___ Selected passage
February 8, 2021
An avid outdoorsman and fitness enthusiast, 45-year-old Taft Love is the last person you would expect to have a heart attack. But last September, while hiking in mountains near Steamboat Springs, CO, Love started to experience “heartburn” followed by tension across his shoulders and a sharp pain in his left elbow.
He took an antacid and aspirin, hoping they would help him feel better.
“I thought I had eaten something that didn’t agree with me,” Love said.
As Love’s symptoms got worse, his buddies finally convinced him to get down the mountain and into town, to seek medical help.
Within a few minutes of entering the Steamboat Springs hospital, Love was hooked up to an EKG machine, which confirmed that he was having a heart attack.
“I couldn’t believe it,” Love said. “I thought it had to be something different. There was no way I was having a heart attack.”
Reality ‘Sets In’
Love moved to Cheyenne in the mid-1990s to compete on the Laramie County Community College rodeo team. He liked the area so much that he stayed.
Today, 26 years later, Love is married with three children. He owns several local businesses and serves as a trustee for Laramie County School District #2. Prior to his heart attack, Love also worked out several times a week and spent as much time as possible hiking, hunting and fishing in the region.
By all accounts, and given his active lifestyle, Love seemed to be a healthy 45-year-old.
At the Steamboat Springs hospital, Love was given several medications to help stabilize his condition and was then life-flighted to UCHealth Medical Center of the Rockies (MCR) in Loveland.
Love remembers seeing his friends waiting outside for him as he was loaded on the helicopter.
“They were encouraging me and telling me they’d see me soon,” Love said.
During the flight, Love texted his wife and other family members to let them know about his condition and where he was headed.
Love said that as the flight continued and he had more time to think about what was happening, the reality and seriousness of his situation finally began to “set in.”
“It was so unreal,” he said.
At MCR three stents were placed in two of Love’s major coronary arteries to open complete or nearly complete blockages.
Due to a complication, Love spent seven days at MCR and then had to wait several weeks before undergoing additional cardiac catheterizations.
By late December nine stents had been placed in Love’s coronary arteries to open additional blockages, most of them at 100 percent.
“I was pretty plugged up,” Love said.
As to the why, Love noted that his condition may be due to a family history of heart problems. He had a grandfather who died from a heart attack at 65 years and a great uncle who died from a heart attack at 46 years.
Love said his doctors told him that his lifestyle is probably what saved his life: “They said it probably took 10 to 15 years for all those blockages to develop. They think that during that time I was also able to develop other minor blood vessels and extra blood flow to my heart due to being active and because I lived at a higher elevation. Otherwise I might not have survived.”
On the Road to Recovery
Today, Love is on the road to recovery. A vital part of that journey, he said, is taking part in Cheyenne Regional Medical Center’s cardiac rehabilitation program.
“I can’t say enough about the staff there,” Love said. “They watch out for you and make sure you are on the right path.”
Love said cardiac rehab has been a critical part of helping him move forward.
“After going through something like this, you don’t know if you can trust your body again,” Love said. “But in cardiac rehab, they are watching over you when you work out, so you can push yourself—but in a way that is appropriate and safe.”
With the recommendation of his cardiologist, Love plans to continue cardiac rehab for the foreseeable future.
“For me the most difficult thing has been the mental side,” he said. “When you have a heart attack, you feel betrayed by your body. Cardiac rehab is helping me regain physical strength and confidence in my body again.”
Not too long ago, Love’s cardiologist reassured him that his ejection fraction, a measurement that determines how effectively the heart is pumping, is back to normal.
“He told me that it was OK to get back to ‘being you’ again,” Love said. “That was a huge relief.”
______
___ Dataset records
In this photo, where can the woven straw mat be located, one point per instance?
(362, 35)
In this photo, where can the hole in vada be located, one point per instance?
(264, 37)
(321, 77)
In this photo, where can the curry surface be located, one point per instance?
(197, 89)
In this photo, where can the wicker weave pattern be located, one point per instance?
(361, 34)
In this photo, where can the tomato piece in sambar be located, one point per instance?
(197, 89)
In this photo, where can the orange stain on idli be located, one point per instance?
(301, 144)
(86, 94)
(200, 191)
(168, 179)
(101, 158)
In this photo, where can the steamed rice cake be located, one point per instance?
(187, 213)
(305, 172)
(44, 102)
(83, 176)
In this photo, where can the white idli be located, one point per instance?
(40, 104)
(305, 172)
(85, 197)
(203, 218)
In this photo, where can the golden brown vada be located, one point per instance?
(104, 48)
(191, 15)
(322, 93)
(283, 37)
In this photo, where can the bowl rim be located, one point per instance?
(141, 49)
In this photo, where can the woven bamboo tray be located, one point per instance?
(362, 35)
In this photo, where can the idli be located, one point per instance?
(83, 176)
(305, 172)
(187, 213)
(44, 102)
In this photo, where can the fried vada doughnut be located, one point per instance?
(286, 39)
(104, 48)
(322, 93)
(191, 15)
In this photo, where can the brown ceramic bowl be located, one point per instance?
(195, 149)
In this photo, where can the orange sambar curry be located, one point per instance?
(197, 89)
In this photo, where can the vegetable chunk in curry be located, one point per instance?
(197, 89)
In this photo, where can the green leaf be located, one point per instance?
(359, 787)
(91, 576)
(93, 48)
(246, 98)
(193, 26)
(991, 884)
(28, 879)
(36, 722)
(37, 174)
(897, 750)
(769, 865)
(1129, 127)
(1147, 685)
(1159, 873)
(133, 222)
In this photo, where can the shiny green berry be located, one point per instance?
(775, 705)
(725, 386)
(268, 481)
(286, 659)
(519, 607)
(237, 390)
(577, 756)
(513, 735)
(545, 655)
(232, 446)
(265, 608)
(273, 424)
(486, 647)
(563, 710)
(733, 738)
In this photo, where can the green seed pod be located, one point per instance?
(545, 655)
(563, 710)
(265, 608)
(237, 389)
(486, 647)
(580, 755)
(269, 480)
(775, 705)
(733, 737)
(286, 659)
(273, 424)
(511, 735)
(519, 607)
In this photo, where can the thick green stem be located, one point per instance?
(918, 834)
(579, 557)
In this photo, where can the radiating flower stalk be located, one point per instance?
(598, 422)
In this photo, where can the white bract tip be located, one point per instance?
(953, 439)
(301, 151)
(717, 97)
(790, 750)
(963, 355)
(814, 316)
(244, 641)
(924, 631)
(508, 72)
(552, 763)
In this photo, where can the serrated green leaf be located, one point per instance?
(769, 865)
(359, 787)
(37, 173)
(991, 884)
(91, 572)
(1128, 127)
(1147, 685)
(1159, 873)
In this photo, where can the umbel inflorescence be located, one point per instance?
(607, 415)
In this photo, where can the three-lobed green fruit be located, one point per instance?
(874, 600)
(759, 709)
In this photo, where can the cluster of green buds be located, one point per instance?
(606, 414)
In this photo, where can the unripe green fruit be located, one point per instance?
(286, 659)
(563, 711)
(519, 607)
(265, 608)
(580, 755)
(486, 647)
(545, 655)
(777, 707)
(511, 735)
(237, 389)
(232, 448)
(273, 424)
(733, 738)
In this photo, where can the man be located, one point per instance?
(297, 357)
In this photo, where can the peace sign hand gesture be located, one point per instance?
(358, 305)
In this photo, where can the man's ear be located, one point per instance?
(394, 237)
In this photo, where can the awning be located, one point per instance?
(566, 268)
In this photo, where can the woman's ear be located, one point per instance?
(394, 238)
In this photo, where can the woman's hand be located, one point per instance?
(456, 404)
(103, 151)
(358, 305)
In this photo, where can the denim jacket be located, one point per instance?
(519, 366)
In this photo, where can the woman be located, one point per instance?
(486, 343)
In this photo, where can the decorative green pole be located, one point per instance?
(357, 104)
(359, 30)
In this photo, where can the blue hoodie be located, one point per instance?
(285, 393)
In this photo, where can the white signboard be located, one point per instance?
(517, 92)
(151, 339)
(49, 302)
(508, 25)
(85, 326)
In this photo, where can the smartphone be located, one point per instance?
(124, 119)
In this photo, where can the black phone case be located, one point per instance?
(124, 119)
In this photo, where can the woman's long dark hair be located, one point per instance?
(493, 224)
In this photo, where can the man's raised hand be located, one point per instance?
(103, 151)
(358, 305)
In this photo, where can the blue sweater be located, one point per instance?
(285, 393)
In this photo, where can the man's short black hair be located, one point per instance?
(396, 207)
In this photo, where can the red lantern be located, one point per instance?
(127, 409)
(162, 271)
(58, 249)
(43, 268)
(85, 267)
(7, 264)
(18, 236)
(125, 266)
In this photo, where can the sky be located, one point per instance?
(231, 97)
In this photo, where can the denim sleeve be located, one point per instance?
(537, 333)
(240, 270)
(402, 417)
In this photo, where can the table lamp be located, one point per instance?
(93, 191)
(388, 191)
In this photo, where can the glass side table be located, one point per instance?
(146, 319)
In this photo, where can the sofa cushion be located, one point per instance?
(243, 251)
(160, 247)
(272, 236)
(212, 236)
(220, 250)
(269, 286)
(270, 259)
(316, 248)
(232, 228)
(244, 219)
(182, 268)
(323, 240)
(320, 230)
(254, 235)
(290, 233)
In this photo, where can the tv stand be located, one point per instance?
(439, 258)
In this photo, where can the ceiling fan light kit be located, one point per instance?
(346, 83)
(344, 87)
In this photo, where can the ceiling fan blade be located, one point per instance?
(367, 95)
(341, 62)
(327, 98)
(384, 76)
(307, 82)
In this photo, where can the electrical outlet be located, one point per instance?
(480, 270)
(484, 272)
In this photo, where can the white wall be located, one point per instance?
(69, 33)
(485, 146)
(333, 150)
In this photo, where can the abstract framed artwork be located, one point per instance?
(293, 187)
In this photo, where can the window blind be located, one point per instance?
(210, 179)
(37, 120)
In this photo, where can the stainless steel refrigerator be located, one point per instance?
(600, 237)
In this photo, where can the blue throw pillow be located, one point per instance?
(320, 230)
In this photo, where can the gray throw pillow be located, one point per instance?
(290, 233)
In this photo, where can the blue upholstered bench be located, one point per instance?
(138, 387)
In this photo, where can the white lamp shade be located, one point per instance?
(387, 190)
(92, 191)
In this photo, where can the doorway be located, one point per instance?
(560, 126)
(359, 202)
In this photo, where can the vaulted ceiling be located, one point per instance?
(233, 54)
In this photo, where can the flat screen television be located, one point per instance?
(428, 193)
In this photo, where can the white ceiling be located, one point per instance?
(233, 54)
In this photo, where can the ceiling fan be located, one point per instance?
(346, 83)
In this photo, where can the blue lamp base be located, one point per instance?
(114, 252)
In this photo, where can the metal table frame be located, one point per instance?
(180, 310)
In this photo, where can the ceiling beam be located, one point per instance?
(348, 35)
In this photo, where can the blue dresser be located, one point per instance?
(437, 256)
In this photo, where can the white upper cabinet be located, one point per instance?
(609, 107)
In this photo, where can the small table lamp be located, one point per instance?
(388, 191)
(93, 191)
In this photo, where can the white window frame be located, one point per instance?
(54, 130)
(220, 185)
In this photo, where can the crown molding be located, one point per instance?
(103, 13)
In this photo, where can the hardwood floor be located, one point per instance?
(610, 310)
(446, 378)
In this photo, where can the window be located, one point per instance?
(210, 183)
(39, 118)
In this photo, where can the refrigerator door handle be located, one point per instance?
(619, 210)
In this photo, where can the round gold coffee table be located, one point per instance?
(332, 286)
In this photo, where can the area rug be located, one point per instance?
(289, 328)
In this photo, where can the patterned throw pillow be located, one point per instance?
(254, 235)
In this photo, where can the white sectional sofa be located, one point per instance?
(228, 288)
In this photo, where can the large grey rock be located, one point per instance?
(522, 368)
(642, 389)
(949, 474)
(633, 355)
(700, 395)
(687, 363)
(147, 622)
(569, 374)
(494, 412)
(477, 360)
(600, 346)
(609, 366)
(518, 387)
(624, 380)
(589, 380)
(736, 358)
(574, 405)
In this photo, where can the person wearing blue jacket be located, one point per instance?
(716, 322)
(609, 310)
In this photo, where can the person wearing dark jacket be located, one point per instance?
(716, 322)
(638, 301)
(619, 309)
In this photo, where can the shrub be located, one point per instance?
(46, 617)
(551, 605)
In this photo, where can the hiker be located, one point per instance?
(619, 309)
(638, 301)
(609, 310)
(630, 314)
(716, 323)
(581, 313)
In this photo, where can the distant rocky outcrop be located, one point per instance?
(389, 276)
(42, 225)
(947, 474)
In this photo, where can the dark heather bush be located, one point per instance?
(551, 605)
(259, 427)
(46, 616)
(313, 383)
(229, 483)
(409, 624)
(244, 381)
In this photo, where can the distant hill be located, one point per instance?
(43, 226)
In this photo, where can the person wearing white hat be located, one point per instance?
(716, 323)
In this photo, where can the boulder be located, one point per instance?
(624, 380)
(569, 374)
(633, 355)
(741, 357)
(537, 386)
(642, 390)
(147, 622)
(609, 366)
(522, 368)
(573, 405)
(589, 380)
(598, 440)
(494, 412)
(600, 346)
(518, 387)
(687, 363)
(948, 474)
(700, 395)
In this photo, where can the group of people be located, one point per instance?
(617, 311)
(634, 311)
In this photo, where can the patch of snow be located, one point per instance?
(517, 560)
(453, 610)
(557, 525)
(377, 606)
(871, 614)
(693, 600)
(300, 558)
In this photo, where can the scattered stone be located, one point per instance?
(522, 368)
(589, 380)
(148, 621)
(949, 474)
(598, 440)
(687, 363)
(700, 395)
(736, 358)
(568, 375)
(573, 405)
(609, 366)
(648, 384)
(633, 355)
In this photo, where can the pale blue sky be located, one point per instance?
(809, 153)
______
- _What is needed_:
In the article about Taft Love's heart attack, how many stents had been placed in his coronary arteries by late December?

- _Exercise answer_:
Nine.